++++ DOCUMENT PASSAGE
HybridCipher: Expose simpler API. Hide complex API.
We convert the functions Encrypt() and Decrypt() which expose
three-part ciphertexts into private internal functions and instead
expose new versions of Encrypt() and Decrypt() that hide that
complexity and deal with a simple opaque compound ciphertext.
We have in the past had conversations around using protocol buffer
messages to encapsulate the three parts of the hybrid ciphertext.
I actually started to do that work and came to the conclusion that
it was not a good idea. Our three part ciphertext is quite simple:
Two of the parts have fixed length so it is quite easy to simply
concatenate the parts. I say let the encoding be simply
<33-byte-public-key><16-byte-salt><symmetric ciphertext>
and be done with it.
There is no reason that a caller to the HybridCipher API needs to know
the internal structure of the ciphertext any more than there is
for a caller to know the internal structure of an AES ciphertext.
We will need a specification document that describes this byte layout
but we will need a specification document anyway to describe the whole
scheme.
Change-Id: I3e9205b41b1928c92ff6b6ee4c649ffeebe68481
diff --git a/util/crypto_util/cipher.cc b/util/crypto_util/cipher.cc
index 81d1d0f..e0acec9 100644
--- a/util/crypto_util/cipher.cc
+++ b/util/crypto_util/cipher.cc
@@ -39,29 +39,27 @@
// here http://nvlpubs.nist.gov/nistpubs/FIPS/NIST.FIPS.186-4.pdf)
#define EC_CURVE_CONSTANT NID_X9_62_prime256v1
- const EVP_AEAD* GetAEAD() {
- // Note(rudominer) The constants KEY_SIZE and NONCE_SIZE are set based
- // on the algorithm chosen. If this algorithm changes you must also
- // change those constants accordingly.
- //
- // NOTE(pseudorandom) By using a 256-bit curve in EC_CURVE_CONSTANT for
- // public-key cryptography when SymmetricCipher is used in HybridCipher,
- // the effective security level is AES-128 and not AES-256.
- return EVP_aead_aes_256_gcm();
- }
- static const size_t GROUP_ELEMENT_SIZE = 256 / 8; // (g^xy) object length
+const EVP_AEAD* GetAEAD() {
+ // Note(rudominer) The constants KEY_SIZE and NONCE_SIZE are set based
+ // on the algorithm chosen. If this algorithm changes you must also
+ // change those constants accordingly.
+ //
+ // NOTE(pseudorandom) By using a 256-bit curve in EC_CURVE_CONSTANT for
+ // public-key cryptography when SymmetricCipher is used in HybridCipher,
+ // the effective security level is AES-128 and not AES-256.
++++++++
**SHORT TASK 1:** From the listing, extract the lines starting at the one that contains "cambodian flag picture | bbox" and ending after the one that contains "top-left (0, 145), bottom-right (214, 193)". Leave the pictures out.
The commit message and the listing have nothing to do with each other.
++++ DATASET ENTRIES
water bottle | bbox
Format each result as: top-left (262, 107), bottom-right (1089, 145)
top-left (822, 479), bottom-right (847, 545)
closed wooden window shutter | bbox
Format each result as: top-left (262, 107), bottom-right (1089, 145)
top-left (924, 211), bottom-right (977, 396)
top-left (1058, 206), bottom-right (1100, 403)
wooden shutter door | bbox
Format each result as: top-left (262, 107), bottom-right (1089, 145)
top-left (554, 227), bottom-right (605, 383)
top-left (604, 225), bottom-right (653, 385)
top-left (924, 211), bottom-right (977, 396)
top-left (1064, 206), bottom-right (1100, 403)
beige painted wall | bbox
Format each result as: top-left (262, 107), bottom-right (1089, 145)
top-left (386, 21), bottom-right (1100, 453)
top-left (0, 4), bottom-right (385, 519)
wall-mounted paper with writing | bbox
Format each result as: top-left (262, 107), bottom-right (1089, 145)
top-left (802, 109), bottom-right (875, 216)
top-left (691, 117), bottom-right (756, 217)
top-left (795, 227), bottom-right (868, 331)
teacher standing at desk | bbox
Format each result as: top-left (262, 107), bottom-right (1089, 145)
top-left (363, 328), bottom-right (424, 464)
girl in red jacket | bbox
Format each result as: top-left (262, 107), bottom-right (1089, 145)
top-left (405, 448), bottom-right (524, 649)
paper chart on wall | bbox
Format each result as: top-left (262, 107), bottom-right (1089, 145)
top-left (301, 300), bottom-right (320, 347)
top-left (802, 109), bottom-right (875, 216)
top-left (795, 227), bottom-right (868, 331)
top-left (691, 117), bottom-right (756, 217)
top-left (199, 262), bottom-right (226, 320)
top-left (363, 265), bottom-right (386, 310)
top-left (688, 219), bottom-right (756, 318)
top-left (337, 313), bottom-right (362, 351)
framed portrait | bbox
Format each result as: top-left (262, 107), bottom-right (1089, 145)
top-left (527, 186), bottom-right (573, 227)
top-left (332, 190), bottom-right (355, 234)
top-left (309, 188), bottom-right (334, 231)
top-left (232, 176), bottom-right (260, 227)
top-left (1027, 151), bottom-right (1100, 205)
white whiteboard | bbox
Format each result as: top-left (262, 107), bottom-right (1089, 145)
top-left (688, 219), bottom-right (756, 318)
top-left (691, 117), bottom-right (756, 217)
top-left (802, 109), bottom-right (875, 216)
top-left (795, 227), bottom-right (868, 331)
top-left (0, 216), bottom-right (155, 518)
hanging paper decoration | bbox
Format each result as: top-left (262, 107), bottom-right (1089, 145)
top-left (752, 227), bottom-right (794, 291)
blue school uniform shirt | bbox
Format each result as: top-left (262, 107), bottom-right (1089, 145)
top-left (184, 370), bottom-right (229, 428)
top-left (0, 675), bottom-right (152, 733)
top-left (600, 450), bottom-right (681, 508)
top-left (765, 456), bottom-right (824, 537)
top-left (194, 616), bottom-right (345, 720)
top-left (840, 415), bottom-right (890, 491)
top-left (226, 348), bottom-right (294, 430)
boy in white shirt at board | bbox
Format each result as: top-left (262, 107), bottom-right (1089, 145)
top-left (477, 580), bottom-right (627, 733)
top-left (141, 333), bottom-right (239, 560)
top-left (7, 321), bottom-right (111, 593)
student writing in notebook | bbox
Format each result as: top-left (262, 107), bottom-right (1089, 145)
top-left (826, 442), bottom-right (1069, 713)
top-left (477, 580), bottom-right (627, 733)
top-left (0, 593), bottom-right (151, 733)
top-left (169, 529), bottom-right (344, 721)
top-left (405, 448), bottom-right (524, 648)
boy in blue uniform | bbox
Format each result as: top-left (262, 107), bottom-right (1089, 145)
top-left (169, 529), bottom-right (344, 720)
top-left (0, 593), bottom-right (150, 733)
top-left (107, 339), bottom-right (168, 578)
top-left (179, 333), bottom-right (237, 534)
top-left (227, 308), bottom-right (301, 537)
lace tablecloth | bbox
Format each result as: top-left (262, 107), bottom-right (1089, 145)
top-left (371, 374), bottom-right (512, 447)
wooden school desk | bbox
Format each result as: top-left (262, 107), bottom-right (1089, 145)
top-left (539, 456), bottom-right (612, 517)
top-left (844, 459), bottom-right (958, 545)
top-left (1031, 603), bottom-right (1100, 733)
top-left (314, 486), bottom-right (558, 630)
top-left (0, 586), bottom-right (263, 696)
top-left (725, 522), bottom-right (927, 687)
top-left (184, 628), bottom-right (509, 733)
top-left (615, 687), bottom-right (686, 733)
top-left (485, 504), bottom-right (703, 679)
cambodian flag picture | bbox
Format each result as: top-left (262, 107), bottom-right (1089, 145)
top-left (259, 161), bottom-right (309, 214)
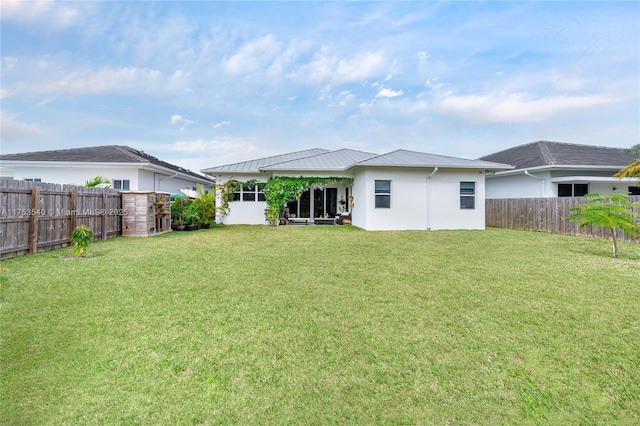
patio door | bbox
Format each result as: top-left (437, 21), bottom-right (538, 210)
top-left (287, 188), bottom-right (338, 219)
top-left (313, 188), bottom-right (338, 217)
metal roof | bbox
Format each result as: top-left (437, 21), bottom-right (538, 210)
top-left (480, 141), bottom-right (638, 169)
top-left (200, 148), bottom-right (329, 174)
top-left (260, 149), bottom-right (377, 171)
top-left (352, 149), bottom-right (513, 170)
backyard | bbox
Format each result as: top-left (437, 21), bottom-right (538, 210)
top-left (0, 226), bottom-right (640, 425)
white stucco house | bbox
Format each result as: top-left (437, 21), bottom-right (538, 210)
top-left (201, 149), bottom-right (512, 230)
top-left (480, 141), bottom-right (640, 199)
top-left (0, 145), bottom-right (214, 193)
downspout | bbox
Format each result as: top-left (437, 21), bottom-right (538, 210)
top-left (427, 166), bottom-right (438, 231)
top-left (524, 170), bottom-right (547, 197)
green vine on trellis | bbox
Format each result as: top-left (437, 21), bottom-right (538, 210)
top-left (217, 176), bottom-right (353, 225)
top-left (216, 179), bottom-right (244, 223)
top-left (264, 176), bottom-right (353, 225)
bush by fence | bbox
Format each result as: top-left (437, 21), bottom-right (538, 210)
top-left (485, 195), bottom-right (640, 242)
top-left (0, 179), bottom-right (122, 259)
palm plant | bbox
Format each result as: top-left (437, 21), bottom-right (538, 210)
top-left (84, 176), bottom-right (111, 189)
top-left (567, 192), bottom-right (640, 257)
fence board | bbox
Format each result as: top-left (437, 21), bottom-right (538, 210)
top-left (485, 195), bottom-right (640, 243)
top-left (0, 179), bottom-right (122, 259)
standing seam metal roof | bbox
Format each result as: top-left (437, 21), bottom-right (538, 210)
top-left (353, 149), bottom-right (513, 169)
top-left (201, 148), bottom-right (330, 174)
top-left (260, 149), bottom-right (377, 171)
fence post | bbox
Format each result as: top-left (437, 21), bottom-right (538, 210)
top-left (29, 186), bottom-right (40, 254)
top-left (69, 187), bottom-right (78, 231)
top-left (102, 189), bottom-right (109, 240)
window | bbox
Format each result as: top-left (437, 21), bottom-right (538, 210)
top-left (558, 183), bottom-right (589, 197)
top-left (256, 183), bottom-right (267, 201)
top-left (232, 182), bottom-right (266, 203)
top-left (375, 180), bottom-right (391, 209)
top-left (113, 179), bottom-right (129, 191)
top-left (242, 183), bottom-right (256, 201)
top-left (460, 182), bottom-right (476, 210)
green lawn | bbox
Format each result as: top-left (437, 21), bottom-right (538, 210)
top-left (0, 226), bottom-right (640, 425)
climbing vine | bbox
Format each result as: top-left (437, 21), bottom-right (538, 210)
top-left (264, 176), bottom-right (353, 225)
top-left (216, 179), bottom-right (244, 223)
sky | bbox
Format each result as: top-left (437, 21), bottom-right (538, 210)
top-left (0, 0), bottom-right (640, 171)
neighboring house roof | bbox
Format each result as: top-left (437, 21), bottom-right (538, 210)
top-left (202, 149), bottom-right (513, 174)
top-left (260, 149), bottom-right (377, 171)
top-left (480, 141), bottom-right (638, 169)
top-left (200, 148), bottom-right (329, 174)
top-left (353, 149), bottom-right (513, 170)
top-left (0, 145), bottom-right (212, 183)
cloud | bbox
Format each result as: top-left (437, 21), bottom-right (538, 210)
top-left (169, 114), bottom-right (182, 124)
top-left (297, 47), bottom-right (389, 84)
top-left (23, 67), bottom-right (163, 95)
top-left (213, 121), bottom-right (231, 129)
top-left (169, 137), bottom-right (278, 170)
top-left (0, 113), bottom-right (41, 141)
top-left (2, 0), bottom-right (80, 28)
top-left (435, 93), bottom-right (619, 123)
top-left (376, 89), bottom-right (404, 98)
top-left (223, 34), bottom-right (282, 75)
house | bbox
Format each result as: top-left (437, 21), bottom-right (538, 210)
top-left (480, 141), bottom-right (640, 199)
top-left (201, 148), bottom-right (511, 230)
top-left (0, 145), bottom-right (214, 192)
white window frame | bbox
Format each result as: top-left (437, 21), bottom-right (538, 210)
top-left (460, 181), bottom-right (478, 210)
top-left (111, 179), bottom-right (131, 191)
top-left (373, 179), bottom-right (391, 209)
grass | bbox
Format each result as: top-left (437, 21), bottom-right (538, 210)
top-left (0, 226), bottom-right (640, 425)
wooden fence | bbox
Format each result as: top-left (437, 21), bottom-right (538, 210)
top-left (0, 179), bottom-right (122, 259)
top-left (485, 195), bottom-right (640, 242)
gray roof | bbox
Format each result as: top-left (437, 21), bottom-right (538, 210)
top-left (202, 149), bottom-right (513, 174)
top-left (480, 141), bottom-right (638, 169)
top-left (354, 149), bottom-right (512, 170)
top-left (0, 145), bottom-right (215, 181)
top-left (200, 148), bottom-right (329, 174)
top-left (260, 149), bottom-right (377, 171)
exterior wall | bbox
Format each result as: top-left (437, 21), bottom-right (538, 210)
top-left (486, 170), bottom-right (637, 199)
top-left (5, 165), bottom-right (210, 193)
top-left (486, 172), bottom-right (558, 198)
top-left (216, 172), bottom-right (356, 225)
top-left (11, 165), bottom-right (139, 191)
top-left (216, 174), bottom-right (269, 225)
top-left (352, 167), bottom-right (485, 230)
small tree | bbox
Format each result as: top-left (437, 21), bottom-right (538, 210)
top-left (71, 225), bottom-right (93, 257)
top-left (567, 192), bottom-right (640, 257)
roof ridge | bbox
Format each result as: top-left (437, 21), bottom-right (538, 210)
top-left (113, 145), bottom-right (151, 163)
top-left (538, 141), bottom-right (556, 164)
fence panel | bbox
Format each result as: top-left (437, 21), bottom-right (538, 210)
top-left (0, 179), bottom-right (122, 259)
top-left (485, 195), bottom-right (640, 242)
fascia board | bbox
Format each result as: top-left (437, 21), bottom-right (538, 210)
top-left (2, 160), bottom-right (150, 169)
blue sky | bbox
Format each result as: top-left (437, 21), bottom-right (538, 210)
top-left (0, 0), bottom-right (640, 170)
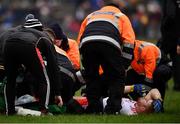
++++++++
**SHORT TASK 2:** According to the HybridCipher commit message, how many bytes long is the public key part of the compound ciphertext?

**RESPONSE 1:**
cambodian flag picture | bbox
Format each result as: top-left (262, 107), bottom-right (1089, 145)
top-left (259, 161), bottom-right (309, 214)
patio door | bbox
Format each result as: top-left (437, 21), bottom-right (538, 210)
top-left (287, 188), bottom-right (338, 219)
top-left (313, 188), bottom-right (338, 217)
metal roof | bbox
Format each result as: top-left (437, 21), bottom-right (538, 210)
top-left (480, 141), bottom-right (638, 169)
top-left (200, 148), bottom-right (329, 174)
top-left (260, 149), bottom-right (377, 171)
top-left (352, 149), bottom-right (513, 170)
backyard | bbox
Format each result as: top-left (437, 21), bottom-right (538, 210)
top-left (0, 226), bottom-right (640, 425)
white stucco house | bbox
Format each result as: top-left (437, 21), bottom-right (538, 210)
top-left (201, 149), bottom-right (512, 230)
top-left (480, 141), bottom-right (640, 199)
top-left (0, 145), bottom-right (214, 193)

**RESPONSE 2:** 33 bytes.